▶ [What the task requires] Beginning with the line where "If you could mark the wooden" appears, restate the lines word for word through the last one in the listing.

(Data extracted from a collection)
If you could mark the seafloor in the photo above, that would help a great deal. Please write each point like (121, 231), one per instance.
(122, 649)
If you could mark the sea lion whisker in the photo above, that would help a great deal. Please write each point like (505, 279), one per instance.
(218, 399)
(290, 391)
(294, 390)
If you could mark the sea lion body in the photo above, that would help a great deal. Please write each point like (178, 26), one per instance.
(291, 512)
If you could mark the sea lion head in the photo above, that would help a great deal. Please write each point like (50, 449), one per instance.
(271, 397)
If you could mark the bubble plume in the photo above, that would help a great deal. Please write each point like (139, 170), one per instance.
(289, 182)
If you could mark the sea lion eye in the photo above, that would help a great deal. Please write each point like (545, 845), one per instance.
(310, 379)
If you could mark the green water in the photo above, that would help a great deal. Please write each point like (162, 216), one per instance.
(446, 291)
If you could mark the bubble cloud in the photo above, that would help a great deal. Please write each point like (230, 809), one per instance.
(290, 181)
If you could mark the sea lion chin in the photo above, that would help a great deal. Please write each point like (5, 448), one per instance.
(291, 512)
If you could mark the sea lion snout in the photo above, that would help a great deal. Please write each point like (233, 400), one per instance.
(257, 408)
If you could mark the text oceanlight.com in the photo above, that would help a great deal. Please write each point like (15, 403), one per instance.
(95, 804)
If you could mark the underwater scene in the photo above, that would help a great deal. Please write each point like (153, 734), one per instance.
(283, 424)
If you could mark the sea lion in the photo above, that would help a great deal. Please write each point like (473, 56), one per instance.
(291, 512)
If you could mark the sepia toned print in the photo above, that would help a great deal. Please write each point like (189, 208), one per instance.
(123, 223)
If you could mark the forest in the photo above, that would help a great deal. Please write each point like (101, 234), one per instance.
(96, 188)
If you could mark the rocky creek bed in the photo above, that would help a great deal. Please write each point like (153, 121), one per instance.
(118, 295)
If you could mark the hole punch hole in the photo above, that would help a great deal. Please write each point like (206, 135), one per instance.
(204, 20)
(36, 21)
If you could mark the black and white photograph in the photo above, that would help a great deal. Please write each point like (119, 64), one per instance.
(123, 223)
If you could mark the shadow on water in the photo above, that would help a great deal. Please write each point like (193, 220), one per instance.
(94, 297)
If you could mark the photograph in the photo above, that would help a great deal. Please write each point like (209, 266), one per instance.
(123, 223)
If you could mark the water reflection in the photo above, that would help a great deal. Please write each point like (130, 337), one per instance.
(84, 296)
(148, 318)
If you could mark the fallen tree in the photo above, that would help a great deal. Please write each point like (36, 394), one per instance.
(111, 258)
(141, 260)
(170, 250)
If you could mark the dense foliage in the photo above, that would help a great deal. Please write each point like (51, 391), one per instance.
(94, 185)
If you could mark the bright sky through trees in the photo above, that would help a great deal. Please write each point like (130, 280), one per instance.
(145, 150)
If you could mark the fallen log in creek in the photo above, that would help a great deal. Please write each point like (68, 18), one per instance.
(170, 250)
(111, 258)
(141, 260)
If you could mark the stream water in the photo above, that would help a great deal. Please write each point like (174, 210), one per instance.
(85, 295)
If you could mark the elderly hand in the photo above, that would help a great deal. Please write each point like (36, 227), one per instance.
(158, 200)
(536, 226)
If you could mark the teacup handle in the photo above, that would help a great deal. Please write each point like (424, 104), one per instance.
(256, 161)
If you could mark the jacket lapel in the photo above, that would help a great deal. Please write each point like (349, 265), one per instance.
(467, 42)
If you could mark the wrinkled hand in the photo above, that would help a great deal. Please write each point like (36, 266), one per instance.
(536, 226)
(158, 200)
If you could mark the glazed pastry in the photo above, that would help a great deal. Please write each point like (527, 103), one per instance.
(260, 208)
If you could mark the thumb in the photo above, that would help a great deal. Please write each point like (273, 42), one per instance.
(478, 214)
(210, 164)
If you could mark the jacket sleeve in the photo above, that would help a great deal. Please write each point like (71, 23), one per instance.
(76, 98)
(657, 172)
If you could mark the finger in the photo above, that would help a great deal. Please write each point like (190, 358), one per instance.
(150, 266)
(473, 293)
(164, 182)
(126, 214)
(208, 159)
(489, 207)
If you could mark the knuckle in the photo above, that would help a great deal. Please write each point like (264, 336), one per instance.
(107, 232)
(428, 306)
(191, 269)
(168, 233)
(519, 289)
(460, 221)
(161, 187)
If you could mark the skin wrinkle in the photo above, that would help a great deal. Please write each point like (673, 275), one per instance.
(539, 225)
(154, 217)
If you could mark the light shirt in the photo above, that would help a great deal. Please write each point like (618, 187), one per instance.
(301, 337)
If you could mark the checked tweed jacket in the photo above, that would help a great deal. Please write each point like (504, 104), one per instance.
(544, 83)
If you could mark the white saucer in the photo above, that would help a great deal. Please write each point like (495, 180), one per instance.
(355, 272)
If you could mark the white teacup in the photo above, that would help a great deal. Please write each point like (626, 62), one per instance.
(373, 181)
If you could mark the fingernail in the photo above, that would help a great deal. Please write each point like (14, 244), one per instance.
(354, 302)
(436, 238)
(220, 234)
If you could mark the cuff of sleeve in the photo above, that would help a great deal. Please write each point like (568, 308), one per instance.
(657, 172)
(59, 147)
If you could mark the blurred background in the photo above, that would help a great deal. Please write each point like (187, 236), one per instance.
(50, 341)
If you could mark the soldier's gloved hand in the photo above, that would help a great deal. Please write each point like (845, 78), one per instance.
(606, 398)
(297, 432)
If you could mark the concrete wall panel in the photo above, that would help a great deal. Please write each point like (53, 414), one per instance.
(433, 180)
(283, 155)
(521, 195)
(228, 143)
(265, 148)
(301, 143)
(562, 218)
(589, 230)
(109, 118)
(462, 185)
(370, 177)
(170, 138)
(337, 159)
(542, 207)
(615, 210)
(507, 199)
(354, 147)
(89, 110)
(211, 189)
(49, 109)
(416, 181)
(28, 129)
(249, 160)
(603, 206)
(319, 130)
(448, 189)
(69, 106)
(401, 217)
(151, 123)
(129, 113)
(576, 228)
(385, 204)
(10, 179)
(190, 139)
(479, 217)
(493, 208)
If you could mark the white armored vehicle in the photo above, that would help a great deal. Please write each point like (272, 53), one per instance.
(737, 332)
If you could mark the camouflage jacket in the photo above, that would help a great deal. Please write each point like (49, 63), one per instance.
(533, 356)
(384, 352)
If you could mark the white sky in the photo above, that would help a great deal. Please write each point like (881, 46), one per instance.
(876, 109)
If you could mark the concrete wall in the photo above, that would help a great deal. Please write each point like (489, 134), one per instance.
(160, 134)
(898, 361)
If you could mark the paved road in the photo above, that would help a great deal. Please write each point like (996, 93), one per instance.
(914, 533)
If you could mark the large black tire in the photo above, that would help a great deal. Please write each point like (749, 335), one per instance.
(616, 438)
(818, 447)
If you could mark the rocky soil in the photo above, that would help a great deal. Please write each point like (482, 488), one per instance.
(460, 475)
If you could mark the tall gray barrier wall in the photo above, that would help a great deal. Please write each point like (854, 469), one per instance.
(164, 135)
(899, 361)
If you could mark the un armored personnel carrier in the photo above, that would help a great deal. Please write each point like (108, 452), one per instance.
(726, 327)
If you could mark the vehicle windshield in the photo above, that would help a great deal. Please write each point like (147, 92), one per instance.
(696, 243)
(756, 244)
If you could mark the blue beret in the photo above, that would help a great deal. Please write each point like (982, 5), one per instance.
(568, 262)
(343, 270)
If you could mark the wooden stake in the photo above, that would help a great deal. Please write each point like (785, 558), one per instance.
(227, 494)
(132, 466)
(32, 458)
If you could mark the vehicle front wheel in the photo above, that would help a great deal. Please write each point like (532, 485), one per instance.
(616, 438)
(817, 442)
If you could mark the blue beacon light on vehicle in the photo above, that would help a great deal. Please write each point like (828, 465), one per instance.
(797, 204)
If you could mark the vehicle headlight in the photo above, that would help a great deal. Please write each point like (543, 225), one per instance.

▶ [Solved problem]
If you could mark the wooden stake in the photo above, that would help a great deal. Please write each point like (785, 558), one per instance.
(227, 494)
(132, 466)
(32, 458)
If you could mark the vehicle front wheel in the photo above, that would help a great deal. Please write each point like (532, 485), one per instance.
(616, 438)
(817, 442)
If you could mark the blue beacon light on vehicle in the photo above, that would help a great deal. Please write each point like (828, 465), one per instance.
(797, 204)
If you could mark the vehicle headlight in the photo above, that would help a great deal. Please write each point like (543, 225), one per instance.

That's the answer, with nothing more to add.